> [Short problem]:
Pick out each line in the listing below that contains the string "point" and copy it. Treat case as significant.

Location identification items:
****
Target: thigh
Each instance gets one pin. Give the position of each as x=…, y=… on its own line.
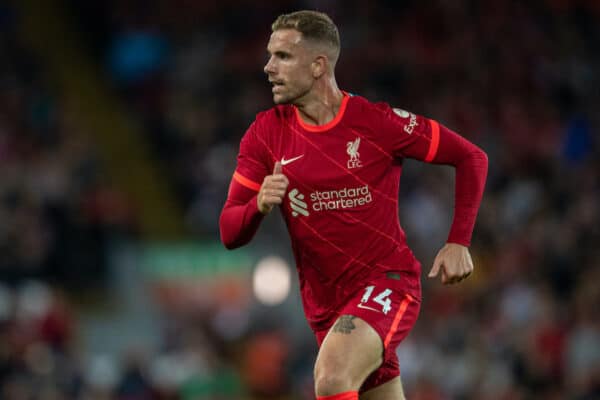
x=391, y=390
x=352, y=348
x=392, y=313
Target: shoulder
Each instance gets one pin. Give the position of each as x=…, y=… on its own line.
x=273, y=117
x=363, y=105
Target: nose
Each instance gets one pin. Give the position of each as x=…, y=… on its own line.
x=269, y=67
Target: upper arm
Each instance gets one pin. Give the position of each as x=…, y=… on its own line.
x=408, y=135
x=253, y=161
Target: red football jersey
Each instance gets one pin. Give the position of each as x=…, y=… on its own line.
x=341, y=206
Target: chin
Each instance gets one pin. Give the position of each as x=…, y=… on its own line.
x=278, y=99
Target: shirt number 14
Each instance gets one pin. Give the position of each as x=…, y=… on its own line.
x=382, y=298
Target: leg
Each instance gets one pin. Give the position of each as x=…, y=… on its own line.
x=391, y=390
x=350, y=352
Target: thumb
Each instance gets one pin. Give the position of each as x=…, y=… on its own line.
****
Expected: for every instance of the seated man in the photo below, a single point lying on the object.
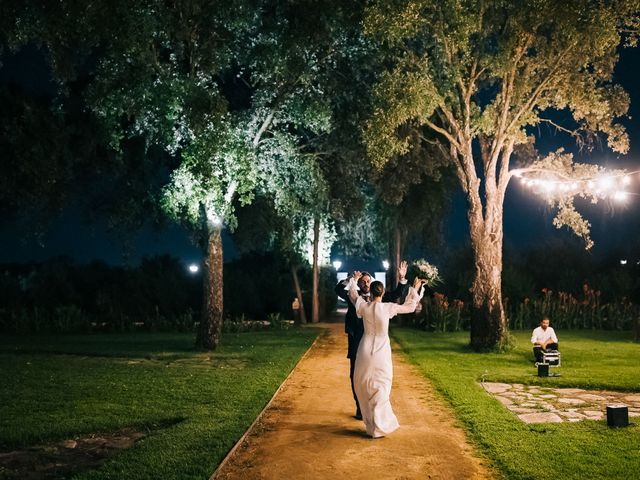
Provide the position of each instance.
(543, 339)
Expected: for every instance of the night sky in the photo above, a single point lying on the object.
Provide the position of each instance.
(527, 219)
****
> [Full answer]:
Expected: for every instance of the seated man in the photo below, a single point lying on the object.
Expected: for every instance of the night sky in the photo above, a single point lying on the object.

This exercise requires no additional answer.